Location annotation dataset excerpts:

====================

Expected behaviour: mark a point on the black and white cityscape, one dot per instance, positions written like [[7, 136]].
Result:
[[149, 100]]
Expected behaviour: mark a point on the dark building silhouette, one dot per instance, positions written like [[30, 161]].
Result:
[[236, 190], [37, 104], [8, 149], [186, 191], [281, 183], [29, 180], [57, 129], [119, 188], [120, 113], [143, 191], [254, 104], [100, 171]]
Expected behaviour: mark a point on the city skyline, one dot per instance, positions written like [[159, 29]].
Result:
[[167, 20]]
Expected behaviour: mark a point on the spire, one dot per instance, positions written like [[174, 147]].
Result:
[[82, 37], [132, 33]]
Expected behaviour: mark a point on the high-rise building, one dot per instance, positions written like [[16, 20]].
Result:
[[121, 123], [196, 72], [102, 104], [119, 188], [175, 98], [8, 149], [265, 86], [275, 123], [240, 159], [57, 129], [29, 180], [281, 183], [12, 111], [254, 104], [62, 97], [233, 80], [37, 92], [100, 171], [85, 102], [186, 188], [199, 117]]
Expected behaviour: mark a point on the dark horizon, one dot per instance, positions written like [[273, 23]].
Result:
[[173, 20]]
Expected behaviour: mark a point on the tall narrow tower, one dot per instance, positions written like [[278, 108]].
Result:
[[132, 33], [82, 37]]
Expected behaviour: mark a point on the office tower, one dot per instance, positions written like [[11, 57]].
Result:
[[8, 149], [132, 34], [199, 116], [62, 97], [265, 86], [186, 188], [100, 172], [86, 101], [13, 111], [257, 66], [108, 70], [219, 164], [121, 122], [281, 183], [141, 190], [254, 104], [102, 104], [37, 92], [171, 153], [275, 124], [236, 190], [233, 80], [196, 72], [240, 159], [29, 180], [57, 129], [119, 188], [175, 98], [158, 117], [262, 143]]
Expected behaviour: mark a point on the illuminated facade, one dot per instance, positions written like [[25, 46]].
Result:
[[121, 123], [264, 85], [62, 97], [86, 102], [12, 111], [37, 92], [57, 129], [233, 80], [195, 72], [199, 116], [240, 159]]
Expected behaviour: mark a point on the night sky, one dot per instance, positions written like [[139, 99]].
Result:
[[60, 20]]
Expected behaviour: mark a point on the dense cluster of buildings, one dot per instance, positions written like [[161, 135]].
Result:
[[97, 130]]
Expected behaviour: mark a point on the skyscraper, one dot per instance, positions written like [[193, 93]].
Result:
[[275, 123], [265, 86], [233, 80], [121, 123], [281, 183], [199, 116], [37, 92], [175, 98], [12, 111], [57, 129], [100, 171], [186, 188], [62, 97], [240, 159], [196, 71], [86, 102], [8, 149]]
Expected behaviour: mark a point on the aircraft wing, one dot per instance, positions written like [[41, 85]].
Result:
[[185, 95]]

====================

* [Task directions]
Copy out the whole listing above, swapping "one dot per instance" for "a single dot for each instance" wherever it occurs and changing nothing else.

* [Answer to this task]
Expected behaviour: mark a point on the black and white cityscape, a single dot for each instance, positions written like [[7, 136]].
Result:
[[149, 100]]
Expected behaviour: mark a point on the dark building silhouette, a single dot for each instance, positions written like [[30, 161]].
Result:
[[236, 190], [37, 104], [8, 149], [186, 191], [281, 183], [29, 180], [57, 129], [119, 188], [120, 113], [143, 191], [254, 104], [100, 171]]
Expected behaviour: mark a point on the city skyline, a single dot for each instance, positions written like [[159, 29]].
Result:
[[167, 20]]
Expected behaviour: mark a point on the spire, a single dot for each instance, positions written like [[174, 147]].
Result:
[[82, 37], [132, 33]]
Expected behaviour: mark a point on the high-rise building, a single dot for each instance, positions written like [[16, 20]].
Result:
[[121, 123], [196, 72], [102, 104], [119, 188], [175, 98], [8, 149], [265, 86], [275, 123], [240, 159], [57, 129], [29, 180], [281, 183], [12, 111], [254, 104], [62, 97], [233, 80], [37, 92], [100, 171], [85, 102], [186, 188], [199, 117]]
Expected behaviour: mark a point on the dark horizon, a single dot for each instance, positions written like [[273, 23]].
Result:
[[173, 20]]
Expected behaviour: mark a point on the tall narrow tower, a single dot for each instance, positions written like [[278, 108]].
Result:
[[132, 33], [82, 37]]
Expected behaviour: mark a point on the office tower, a single dot for each instance, positions written like [[11, 57]].
Result:
[[8, 149], [132, 34], [199, 116], [62, 97], [265, 86], [186, 188], [100, 172], [86, 101], [13, 111], [257, 66], [108, 70], [219, 164], [121, 122], [281, 183], [141, 190], [254, 104], [102, 104], [37, 92], [171, 153], [275, 124], [236, 190], [233, 80], [196, 72], [240, 159], [29, 180], [57, 129], [119, 188], [175, 98], [158, 117], [262, 143]]
Expected behaviour: mark a point on the illuminated facade, a single dot for each instance, positions written like [[25, 46]].
Result:
[[121, 123], [264, 85], [62, 97], [86, 102], [12, 111], [37, 92], [57, 129], [233, 80], [195, 72], [199, 116], [240, 159]]
Expected behaviour: mark a point on the night sky, a single dot for each instance, positions written like [[139, 99]].
Result:
[[60, 20]]
Expected behaviour: mark a point on the dense cluster of buildings, a single dot for each instance, positions written like [[161, 135]].
Result:
[[97, 130]]
Expected behaviour: mark a point on the skyscraper, a single dot for each instance, positions written like [[193, 93]].
Result:
[[275, 123], [265, 86], [233, 80], [121, 123], [281, 183], [199, 116], [37, 92], [175, 98], [12, 111], [57, 129], [100, 171], [186, 188], [62, 97], [240, 159], [196, 71], [86, 102], [8, 149]]
Expected behaviour: mark a point on the aircraft wing, a single dot for each instance, positions written like [[41, 85]].
Result:
[[185, 95]]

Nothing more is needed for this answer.